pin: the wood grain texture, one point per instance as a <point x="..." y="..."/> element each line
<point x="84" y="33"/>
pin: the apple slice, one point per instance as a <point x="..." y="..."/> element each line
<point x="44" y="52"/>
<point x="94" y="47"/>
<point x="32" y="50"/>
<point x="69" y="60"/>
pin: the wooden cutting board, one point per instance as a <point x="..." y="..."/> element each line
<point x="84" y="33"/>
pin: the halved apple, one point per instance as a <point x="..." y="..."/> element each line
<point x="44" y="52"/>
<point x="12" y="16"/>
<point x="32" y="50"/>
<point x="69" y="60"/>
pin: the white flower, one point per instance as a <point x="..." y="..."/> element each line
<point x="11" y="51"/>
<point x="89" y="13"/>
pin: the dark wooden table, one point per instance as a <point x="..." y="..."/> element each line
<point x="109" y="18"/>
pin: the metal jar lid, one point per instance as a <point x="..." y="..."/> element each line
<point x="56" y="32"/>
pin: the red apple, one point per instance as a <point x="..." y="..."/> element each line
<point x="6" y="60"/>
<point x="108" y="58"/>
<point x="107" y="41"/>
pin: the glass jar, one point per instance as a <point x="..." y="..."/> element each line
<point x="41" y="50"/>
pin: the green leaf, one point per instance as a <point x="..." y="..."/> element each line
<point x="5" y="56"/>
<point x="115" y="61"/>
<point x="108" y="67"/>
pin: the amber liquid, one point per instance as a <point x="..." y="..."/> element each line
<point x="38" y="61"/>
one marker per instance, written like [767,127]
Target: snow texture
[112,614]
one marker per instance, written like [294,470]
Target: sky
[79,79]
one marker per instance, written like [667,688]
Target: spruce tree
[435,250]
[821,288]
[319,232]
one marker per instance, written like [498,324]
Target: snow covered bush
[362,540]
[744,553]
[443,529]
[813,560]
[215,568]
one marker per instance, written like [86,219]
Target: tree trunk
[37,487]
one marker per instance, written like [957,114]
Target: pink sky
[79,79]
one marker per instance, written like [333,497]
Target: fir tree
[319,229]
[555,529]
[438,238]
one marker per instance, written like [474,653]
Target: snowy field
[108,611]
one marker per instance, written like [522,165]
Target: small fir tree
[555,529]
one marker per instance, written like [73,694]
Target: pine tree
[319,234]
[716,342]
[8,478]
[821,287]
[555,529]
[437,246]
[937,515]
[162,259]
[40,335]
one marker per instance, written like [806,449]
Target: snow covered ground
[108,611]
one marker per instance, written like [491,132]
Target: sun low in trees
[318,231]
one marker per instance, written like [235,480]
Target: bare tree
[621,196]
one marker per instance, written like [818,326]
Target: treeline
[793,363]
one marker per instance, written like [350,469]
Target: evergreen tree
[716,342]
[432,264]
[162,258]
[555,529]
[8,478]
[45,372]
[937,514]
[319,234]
○ ○ ○
In this exercise, copy only the lines from the opening line of the material through the line where "one marker per instance, written like [333,497]" appears.

pin: the wood grain texture, one point per instance as a <point x="..." y="..."/> element each line
<point x="84" y="33"/>
pin: the apple slice, one point per instance as a <point x="..." y="..."/> element each line
<point x="44" y="52"/>
<point x="94" y="47"/>
<point x="32" y="50"/>
<point x="69" y="60"/>
pin: the wooden cutting board, one point per instance as a <point x="..." y="..."/> element each line
<point x="84" y="33"/>
pin: the halved apple, one point per instance as a <point x="..." y="..."/> element each line
<point x="44" y="52"/>
<point x="12" y="16"/>
<point x="32" y="50"/>
<point x="69" y="60"/>
pin: the white flower, one point per instance as a <point x="..." y="..."/> element each line
<point x="11" y="51"/>
<point x="89" y="13"/>
pin: the dark wooden table, one point per instance as a <point x="..." y="..."/> element each line
<point x="109" y="18"/>
pin: the metal jar lid, one point per instance as a <point x="..." y="..."/> element each line
<point x="56" y="32"/>
pin: the red apple, one point per instance as a <point x="..." y="..."/> element each line
<point x="6" y="60"/>
<point x="108" y="58"/>
<point x="107" y="41"/>
pin: the glass jar, one point per instance as a <point x="..." y="..."/> element each line
<point x="41" y="50"/>
pin: the green leaf, one point per instance as a <point x="..." y="..."/> element each line
<point x="5" y="56"/>
<point x="115" y="61"/>
<point x="108" y="67"/>
pin: the amber liquid, one point per instance as a <point x="..." y="..."/> element each line
<point x="38" y="61"/>
one marker per instance, written like [767,127]
Target: snow texture
[112,614]
one marker per instance, written like [294,470]
Target: sky
[79,79]
one marker per instance, written like [667,688]
Target: spruce tree
[435,250]
[821,288]
[319,232]
one marker per instance, written like [498,324]
Target: snow covered bush
[362,540]
[744,553]
[443,529]
[813,560]
[215,568]
one marker per instance, written like [86,219]
Target: tree trunk
[37,487]
one marker per instance, written like [957,114]
Target: pink sky
[79,79]
one marker per instance, written like [333,497]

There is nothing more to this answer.